— Begin LISTED ENTRIES —

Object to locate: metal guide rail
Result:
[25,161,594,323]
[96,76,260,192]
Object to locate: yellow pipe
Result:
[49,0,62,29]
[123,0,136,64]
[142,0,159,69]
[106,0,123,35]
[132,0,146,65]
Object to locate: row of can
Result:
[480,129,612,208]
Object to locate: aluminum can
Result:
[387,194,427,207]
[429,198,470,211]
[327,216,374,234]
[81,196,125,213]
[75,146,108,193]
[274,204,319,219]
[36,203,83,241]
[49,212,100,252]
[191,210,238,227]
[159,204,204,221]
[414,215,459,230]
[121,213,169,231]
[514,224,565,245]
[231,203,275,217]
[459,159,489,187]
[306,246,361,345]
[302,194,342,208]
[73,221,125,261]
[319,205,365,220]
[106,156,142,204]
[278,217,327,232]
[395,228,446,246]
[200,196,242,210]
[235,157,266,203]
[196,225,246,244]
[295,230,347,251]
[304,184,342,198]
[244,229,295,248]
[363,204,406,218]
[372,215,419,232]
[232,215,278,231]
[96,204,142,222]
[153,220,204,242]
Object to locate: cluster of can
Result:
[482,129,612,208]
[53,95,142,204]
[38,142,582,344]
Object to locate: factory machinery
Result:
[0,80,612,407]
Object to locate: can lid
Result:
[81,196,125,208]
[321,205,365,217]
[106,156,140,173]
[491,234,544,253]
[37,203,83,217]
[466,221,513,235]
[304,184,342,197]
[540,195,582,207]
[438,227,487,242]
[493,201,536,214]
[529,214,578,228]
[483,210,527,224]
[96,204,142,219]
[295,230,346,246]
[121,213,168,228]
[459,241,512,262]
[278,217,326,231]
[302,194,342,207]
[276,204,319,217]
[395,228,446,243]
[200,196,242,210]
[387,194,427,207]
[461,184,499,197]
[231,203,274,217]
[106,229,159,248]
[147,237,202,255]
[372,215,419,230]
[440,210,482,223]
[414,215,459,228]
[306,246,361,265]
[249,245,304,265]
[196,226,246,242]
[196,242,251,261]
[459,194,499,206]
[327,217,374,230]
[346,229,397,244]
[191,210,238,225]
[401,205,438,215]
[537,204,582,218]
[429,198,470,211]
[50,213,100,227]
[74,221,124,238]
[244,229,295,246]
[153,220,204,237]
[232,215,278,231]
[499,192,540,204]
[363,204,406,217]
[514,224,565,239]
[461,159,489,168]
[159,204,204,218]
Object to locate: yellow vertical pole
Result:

— End LISTED ENTRIES —

JOB
Rewrite all of the lines above as a numbered list, omitting any blank lines.

EXPECTED ANSWER
1. Object to locate: metal guide rail
2. Result:
3. [25,161,594,323]
4. [96,76,260,192]
5. Object to locate: yellow pipe
6. Result:
7. [49,0,62,29]
8. [123,0,136,64]
9. [142,0,159,69]
10. [106,0,123,35]
11. [132,0,146,65]
12. Object to locate: row of can
13. Result:
14. [480,129,612,208]
15. Object to locate: aluminum can
16. Result:
17. [387,194,427,207]
18. [429,198,470,211]
19. [327,216,374,234]
20. [81,196,125,213]
21. [75,146,108,193]
22. [274,204,319,219]
23. [36,203,83,241]
24. [49,212,100,252]
25. [191,210,238,227]
26. [159,204,204,221]
27. [414,215,459,230]
28. [121,213,169,231]
29. [514,224,565,245]
30. [231,203,275,217]
31. [459,159,489,187]
32. [306,246,361,345]
33. [302,194,342,208]
34. [73,221,125,261]
35. [319,205,365,220]
36. [106,156,142,204]
37. [278,217,327,232]
38. [395,228,446,246]
39. [200,196,242,210]
40. [235,157,266,203]
41. [196,225,246,244]
42. [295,230,347,251]
43. [304,184,342,198]
44. [244,229,295,248]
45. [363,204,406,218]
46. [372,215,419,232]
47. [232,215,278,231]
48. [96,204,142,222]
49. [153,220,204,242]
50. Object to locate: cluster of can
51. Result:
52. [482,129,612,208]
53. [53,95,142,204]
54. [38,142,582,344]
55. Object to locate: factory machinery
56. Result:
57. [0,80,612,407]
58. Object to locate: can lid
59. Result:
60. [81,196,125,208]
61. [321,205,365,217]
62. [106,156,140,173]
63. [491,234,544,253]
64. [37,203,83,217]
65. [466,221,513,235]
66. [304,184,342,197]
67. [540,195,582,207]
68. [438,227,487,242]
69. [493,201,536,214]
70. [529,214,578,228]
71. [483,210,527,224]
72. [96,204,142,219]
73. [295,230,346,246]
74. [121,213,168,228]
75. [459,241,512,262]
76. [278,217,326,231]
77. [302,194,342,207]
78. [276,204,319,217]
79. [395,228,446,243]
80. [200,196,242,210]
81. [387,194,427,207]
82. [461,184,499,197]
83. [231,203,274,217]
84. [106,229,159,248]
85. [147,237,202,255]
86. [372,215,419,230]
87. [440,210,482,223]
88. [414,215,459,228]
89. [306,246,361,265]
90. [249,245,304,265]
91. [196,226,246,242]
92. [196,242,251,261]
93. [459,194,499,206]
94. [327,217,374,230]
95. [346,229,397,244]
96. [191,210,238,225]
97. [401,205,438,215]
98. [537,204,582,218]
99. [429,198,470,211]
100. [50,213,100,227]
101. [74,221,124,238]
102. [244,229,295,246]
103. [153,220,204,237]
104. [232,215,278,231]
105. [499,192,540,204]
106. [363,204,406,217]
107. [514,224,565,239]
108. [461,159,489,168]
109. [159,204,204,218]
110. Object to locate: yellow vertical pole
111. Result:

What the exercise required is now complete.